Request ::
Find every line in the material that contains the word "background" and copy each one. Case counts.

Dataset entries ::
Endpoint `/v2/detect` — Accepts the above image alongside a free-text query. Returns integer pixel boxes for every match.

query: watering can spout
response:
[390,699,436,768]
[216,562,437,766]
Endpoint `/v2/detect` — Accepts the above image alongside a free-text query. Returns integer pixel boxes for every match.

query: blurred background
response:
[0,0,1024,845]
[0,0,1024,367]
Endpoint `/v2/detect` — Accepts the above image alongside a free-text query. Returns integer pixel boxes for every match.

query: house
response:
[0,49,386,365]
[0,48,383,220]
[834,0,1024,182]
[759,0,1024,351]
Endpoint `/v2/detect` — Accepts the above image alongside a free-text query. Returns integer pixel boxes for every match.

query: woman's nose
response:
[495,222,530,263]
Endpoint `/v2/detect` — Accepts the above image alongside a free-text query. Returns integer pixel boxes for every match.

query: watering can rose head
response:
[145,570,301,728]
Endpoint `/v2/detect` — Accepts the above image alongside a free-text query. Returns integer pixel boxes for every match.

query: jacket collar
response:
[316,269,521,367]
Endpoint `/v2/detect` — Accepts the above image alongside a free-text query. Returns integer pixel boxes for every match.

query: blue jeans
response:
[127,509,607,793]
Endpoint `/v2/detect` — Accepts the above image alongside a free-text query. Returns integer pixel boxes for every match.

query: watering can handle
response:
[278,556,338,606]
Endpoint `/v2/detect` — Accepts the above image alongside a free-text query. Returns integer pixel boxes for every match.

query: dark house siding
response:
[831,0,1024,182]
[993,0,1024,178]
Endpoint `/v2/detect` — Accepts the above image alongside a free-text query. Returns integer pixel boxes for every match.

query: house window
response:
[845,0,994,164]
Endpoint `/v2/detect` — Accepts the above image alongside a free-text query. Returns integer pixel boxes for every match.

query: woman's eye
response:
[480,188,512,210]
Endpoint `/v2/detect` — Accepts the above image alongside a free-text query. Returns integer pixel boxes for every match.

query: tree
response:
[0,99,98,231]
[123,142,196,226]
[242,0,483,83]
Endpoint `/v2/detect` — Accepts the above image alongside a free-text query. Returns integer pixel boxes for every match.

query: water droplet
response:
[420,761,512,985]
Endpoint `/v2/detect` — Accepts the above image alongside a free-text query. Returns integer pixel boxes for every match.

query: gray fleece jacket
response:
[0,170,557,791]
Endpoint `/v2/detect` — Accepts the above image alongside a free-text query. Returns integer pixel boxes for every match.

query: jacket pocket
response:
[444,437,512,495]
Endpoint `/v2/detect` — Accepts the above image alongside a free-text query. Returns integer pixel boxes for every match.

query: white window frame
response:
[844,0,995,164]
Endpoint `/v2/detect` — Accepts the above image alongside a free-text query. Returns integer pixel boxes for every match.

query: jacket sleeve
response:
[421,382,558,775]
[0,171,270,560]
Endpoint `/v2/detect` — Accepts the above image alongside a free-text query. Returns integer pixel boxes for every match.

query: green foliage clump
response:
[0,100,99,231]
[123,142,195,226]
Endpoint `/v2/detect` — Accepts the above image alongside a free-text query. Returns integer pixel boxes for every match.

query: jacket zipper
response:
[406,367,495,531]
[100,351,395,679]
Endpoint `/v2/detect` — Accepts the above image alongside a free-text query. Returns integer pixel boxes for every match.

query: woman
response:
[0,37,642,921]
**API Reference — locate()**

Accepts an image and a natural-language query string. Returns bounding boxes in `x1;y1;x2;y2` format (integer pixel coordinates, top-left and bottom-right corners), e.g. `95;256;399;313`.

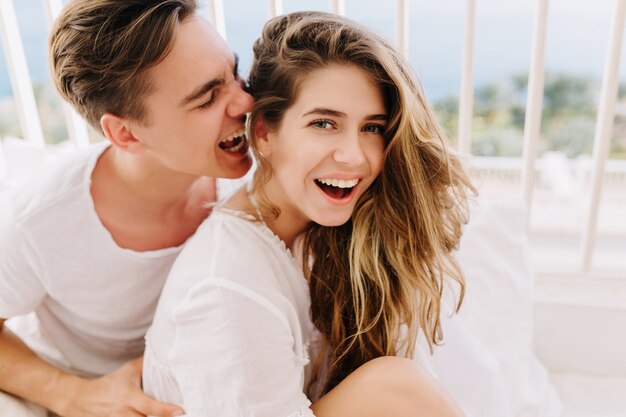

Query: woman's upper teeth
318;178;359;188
---
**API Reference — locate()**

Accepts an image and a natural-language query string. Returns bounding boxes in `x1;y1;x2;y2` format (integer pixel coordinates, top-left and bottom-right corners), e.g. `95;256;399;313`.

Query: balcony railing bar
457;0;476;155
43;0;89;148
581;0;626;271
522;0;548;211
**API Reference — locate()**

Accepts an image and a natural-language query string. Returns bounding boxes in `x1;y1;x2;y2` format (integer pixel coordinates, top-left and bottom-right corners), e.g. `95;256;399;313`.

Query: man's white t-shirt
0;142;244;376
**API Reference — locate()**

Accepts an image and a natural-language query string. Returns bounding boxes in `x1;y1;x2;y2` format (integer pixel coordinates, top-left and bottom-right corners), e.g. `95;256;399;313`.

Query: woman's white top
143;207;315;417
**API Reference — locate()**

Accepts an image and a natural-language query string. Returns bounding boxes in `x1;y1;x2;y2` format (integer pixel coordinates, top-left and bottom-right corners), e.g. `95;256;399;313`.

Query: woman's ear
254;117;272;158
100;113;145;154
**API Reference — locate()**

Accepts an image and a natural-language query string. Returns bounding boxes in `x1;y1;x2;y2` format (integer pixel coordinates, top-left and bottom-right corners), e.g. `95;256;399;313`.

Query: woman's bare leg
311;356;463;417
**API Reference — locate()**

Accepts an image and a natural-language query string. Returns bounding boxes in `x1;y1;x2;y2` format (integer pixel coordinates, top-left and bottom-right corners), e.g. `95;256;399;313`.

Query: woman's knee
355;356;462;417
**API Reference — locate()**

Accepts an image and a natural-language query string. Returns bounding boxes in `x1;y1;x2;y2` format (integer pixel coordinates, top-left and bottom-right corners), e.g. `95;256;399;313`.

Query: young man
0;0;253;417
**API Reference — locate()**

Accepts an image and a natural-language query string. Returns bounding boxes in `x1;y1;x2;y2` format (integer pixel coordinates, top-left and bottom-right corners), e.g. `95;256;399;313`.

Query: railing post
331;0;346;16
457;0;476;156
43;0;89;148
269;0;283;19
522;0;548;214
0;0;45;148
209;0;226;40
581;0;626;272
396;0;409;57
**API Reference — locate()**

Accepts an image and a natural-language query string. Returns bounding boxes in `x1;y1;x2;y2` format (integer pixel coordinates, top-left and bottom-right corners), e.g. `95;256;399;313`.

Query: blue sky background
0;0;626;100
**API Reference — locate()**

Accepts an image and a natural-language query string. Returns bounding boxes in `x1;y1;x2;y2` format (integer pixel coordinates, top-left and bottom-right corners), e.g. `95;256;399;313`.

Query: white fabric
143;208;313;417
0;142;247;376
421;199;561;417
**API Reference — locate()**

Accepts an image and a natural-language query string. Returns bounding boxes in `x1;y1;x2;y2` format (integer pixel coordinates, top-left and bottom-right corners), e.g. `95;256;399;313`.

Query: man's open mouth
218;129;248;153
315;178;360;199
--
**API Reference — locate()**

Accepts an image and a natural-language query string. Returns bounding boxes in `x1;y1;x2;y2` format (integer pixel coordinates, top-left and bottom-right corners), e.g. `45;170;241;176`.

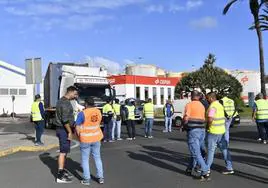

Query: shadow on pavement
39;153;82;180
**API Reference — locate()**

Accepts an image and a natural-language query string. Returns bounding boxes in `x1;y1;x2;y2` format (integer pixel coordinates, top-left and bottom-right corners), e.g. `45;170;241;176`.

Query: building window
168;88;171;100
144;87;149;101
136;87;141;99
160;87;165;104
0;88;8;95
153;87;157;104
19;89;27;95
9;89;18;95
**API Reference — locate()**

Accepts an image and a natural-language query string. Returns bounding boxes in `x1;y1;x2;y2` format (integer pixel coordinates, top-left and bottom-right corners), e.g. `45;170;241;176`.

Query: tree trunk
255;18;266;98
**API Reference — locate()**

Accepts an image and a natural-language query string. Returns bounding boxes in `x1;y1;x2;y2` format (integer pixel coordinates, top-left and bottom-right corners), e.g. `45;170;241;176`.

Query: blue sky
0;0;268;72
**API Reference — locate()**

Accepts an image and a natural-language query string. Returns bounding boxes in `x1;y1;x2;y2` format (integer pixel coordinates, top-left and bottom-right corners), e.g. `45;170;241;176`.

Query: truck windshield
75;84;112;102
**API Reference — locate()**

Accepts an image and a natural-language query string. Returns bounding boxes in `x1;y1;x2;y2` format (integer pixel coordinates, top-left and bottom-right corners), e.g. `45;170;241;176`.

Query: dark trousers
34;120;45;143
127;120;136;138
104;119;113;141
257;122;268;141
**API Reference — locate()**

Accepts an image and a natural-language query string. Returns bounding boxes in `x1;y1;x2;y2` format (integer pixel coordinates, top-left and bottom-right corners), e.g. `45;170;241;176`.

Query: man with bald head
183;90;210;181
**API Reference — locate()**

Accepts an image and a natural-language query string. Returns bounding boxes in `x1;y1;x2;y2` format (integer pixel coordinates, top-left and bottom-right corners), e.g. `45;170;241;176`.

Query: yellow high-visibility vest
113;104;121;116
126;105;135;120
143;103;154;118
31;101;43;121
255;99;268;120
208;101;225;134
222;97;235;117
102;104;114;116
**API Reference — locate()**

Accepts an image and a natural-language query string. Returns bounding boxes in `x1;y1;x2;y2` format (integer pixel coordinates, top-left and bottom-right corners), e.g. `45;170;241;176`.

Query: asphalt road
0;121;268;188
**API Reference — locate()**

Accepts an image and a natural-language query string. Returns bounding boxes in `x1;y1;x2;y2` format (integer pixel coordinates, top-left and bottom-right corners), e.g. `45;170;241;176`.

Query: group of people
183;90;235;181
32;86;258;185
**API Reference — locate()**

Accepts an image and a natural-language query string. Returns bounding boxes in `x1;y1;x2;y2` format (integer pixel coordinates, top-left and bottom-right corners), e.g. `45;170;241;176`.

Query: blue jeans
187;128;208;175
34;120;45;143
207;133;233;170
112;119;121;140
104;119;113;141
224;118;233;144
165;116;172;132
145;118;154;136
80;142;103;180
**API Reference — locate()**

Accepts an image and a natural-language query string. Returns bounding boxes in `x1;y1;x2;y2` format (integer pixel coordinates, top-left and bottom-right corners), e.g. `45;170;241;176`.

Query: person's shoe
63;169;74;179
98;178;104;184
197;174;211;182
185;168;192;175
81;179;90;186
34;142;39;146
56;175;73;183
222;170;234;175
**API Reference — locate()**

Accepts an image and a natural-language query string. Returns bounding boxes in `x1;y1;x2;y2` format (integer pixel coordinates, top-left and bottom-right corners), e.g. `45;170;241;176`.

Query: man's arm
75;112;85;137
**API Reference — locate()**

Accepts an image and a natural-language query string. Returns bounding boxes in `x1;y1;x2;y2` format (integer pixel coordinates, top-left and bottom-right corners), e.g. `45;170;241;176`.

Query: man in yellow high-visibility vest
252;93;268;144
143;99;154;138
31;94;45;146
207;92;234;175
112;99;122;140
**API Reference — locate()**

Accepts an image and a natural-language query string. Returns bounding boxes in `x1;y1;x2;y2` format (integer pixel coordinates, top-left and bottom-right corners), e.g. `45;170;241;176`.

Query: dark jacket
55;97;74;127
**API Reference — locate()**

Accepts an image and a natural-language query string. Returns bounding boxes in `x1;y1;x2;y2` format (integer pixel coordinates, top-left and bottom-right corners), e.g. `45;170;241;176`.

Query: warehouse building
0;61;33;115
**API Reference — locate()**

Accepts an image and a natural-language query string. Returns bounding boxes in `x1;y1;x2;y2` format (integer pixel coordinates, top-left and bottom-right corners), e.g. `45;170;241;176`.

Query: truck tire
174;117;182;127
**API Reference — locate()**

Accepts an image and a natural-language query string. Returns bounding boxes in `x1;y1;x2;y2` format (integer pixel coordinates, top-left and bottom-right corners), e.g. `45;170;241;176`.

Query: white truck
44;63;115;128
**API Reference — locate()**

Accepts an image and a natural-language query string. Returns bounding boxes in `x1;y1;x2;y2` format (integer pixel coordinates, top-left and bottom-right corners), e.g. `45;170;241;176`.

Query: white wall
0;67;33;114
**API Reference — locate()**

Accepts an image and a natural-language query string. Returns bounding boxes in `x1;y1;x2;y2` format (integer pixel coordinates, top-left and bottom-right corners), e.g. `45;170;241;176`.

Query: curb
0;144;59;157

Exercise result ::
query: blurred background
Query: blue sky background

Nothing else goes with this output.